Anne-Christine Ramberg (born 26 August 1952) is a Swedish lawyer and since 2000 the general secretary for the Swedish Bar Association (Sveriges advokatsamfund). She is the first woman to hold this position.

==Biography==
Ramberg is the daughter of Agne Christenson and his wife Elise, a lawyer. She grew up in Östermalm in Stockholm, where she lived at Grev Magnigatan and studied at Norra Real. She worked as a secretary between 1974 and 1975. She studied law at Stockholm University, and became a candidate in 1976. She has been a practicing lawyer since 1981. Besides her work as the general secretary for the Swedish Bar Association, she also has other positions both in Sweden and internationally. She has been a member of the Swedish Judges Proposals Board, has worked for the European Court of Justice, and has been a member of the economic crime units board. She has also worked for and been a member of the International Legal Assistance Consortium (ILAC), the International Bar Association (IBA), the International Bar Association Human Rights Institute (BAHRI) and IBA Human Rights Trust, Council of Bars and Law Societies of Europe (CCBE) and CEELI Institute.

She has previously been a member of Press opinion board for six years, chairman of the board at Juristföreningen (Lawyers Association) in Stockholm. as well as chairman of the board at Stockholm University, and for many years a member of the ethical council at the national Police board, and general director at the security police reference group.

In 2006, Ramberg was awarded the H. M. The King's Medal of 12th size with a blue ribbon for her work in the Swedish justice system. In 2016, Ramberg became the recipient of an honorary doctorate degree from the judicial faculty at Uppsala University. Ramberg was chosen to give the 12th annual Anna Lindh Lecture in Lund in 2016 where she addressed the challenge to businesses of upholding human rights.

EXERCISE REQUIREMENTS:
1/ Return the passage of the Ramberg biography starting at "In 2006, Ramberg" and ending at "upholding human rights.".
2/ According to the Ramberg biography, at which university did Ramberg study law?
3/ Write the next part of the Ramberg biography, beginning after its final sentence.

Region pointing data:
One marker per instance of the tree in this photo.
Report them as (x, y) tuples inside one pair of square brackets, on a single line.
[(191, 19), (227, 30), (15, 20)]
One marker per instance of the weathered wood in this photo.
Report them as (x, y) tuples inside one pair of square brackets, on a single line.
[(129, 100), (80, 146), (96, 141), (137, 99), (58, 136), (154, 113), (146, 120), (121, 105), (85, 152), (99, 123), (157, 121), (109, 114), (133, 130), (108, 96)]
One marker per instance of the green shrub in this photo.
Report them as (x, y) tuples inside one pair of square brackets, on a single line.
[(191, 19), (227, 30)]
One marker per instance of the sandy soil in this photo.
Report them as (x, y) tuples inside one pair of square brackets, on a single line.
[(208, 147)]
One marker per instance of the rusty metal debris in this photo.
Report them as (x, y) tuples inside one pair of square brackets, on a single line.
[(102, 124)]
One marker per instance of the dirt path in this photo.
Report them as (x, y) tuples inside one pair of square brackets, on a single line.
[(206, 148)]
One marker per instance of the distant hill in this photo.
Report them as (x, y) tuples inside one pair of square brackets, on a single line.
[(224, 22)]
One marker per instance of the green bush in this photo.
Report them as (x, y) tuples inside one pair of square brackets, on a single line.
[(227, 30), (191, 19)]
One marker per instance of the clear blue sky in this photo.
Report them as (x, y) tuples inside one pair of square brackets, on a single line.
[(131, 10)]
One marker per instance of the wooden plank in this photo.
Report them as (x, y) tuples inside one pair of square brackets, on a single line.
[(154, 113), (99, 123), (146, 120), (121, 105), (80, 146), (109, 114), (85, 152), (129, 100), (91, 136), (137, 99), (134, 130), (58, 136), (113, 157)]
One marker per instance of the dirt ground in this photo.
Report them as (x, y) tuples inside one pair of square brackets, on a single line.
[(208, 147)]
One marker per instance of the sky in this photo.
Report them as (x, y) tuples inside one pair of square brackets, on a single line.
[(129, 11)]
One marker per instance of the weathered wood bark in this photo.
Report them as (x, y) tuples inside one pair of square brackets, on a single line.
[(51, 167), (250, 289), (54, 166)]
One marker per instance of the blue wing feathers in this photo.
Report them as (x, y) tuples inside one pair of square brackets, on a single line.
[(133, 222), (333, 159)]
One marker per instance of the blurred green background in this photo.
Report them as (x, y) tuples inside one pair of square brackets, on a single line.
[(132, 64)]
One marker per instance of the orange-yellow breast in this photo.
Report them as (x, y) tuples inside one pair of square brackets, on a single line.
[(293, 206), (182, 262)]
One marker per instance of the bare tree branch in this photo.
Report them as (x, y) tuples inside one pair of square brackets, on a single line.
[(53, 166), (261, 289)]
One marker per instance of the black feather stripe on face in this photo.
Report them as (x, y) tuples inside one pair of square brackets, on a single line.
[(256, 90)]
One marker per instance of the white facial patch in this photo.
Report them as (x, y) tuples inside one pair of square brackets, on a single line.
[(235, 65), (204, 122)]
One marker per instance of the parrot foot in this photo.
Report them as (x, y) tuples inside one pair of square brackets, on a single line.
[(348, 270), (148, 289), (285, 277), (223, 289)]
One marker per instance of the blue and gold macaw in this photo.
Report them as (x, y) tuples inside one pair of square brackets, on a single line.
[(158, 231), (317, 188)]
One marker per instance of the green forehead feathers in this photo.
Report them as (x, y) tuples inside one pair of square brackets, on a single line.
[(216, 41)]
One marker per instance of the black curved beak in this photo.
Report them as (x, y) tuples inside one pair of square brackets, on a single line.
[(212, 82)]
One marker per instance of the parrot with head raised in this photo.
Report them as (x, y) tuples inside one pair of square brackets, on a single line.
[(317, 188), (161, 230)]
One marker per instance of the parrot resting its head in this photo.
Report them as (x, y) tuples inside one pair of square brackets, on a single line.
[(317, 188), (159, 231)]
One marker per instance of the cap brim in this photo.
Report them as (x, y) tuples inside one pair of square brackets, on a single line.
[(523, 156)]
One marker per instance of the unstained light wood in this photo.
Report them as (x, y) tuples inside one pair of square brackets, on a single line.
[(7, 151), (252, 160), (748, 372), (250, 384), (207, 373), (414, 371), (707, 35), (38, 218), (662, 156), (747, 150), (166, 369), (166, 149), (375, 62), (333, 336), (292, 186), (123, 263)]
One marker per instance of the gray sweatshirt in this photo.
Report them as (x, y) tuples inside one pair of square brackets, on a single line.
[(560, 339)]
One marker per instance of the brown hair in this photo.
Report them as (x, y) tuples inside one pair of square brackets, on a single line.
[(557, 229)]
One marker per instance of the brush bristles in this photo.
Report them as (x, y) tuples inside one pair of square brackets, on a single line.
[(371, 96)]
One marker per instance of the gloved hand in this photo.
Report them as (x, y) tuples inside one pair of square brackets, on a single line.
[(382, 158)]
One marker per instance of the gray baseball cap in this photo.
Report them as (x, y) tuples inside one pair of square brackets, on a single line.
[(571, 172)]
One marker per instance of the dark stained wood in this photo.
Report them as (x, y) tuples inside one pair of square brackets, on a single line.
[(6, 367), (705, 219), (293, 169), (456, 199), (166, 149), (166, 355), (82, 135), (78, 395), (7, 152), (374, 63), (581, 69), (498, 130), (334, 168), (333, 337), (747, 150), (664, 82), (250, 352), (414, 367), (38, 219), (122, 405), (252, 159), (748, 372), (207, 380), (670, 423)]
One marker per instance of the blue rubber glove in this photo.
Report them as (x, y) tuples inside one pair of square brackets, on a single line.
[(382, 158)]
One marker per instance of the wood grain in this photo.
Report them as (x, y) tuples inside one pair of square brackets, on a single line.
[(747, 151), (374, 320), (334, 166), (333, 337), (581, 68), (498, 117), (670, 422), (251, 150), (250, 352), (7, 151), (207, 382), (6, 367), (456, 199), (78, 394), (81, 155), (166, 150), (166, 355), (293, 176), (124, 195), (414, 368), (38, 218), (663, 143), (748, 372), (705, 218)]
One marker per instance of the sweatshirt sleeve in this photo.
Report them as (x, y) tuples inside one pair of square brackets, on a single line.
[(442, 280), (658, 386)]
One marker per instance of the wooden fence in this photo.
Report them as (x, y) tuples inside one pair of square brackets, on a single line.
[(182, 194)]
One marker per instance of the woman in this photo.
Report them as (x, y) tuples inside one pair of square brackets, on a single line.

RESPONSES PER TASK:
1/
In 2006, Ramberg was awarded the H. M. The King's Medal of 12th size with a blue ribbon for her work in the Swedish justice system. In 2016, Ramberg became the recipient of an honorary doctorate degree from the judicial faculty at Uppsala University. Ramberg was chosen to give the 12th annual Anna Lindh Lecture in Lund in 2016 where she addressed the challenge to businesses of upholding human rights.

2/ Stockholm University.

3/
==Positions==
In her role as a general secretary and lawyer, Ramberg has often been involved in judicial matters in the social debate in Sweden, which has often caused controversy. Ramberg has been critical towards several propositions by justice minister Thomas Bodström about giving the police more room for surveillance and interception, which she thought compromised personal integrity. She has also criticized the Swedish Tax Office for its tax revisions against law firms and its way to review others by the so-called third man revisions. She has also directed criticism towards justice minister Beatrice Ask, who expressed the opinion that suspected sex buyers should be exposed by media; Ramberg said that it was a "scary opinion".

==Personal life==
Between 1977 and 2002, Ramberg was married to lawyer Fredrik Ramberg (born 1949), who is the son of lawyer Johan Ramberg. The couple have a son together, who was born in 1984. She has since been in a relationship with lawyer Claes Lundblad (born 1946).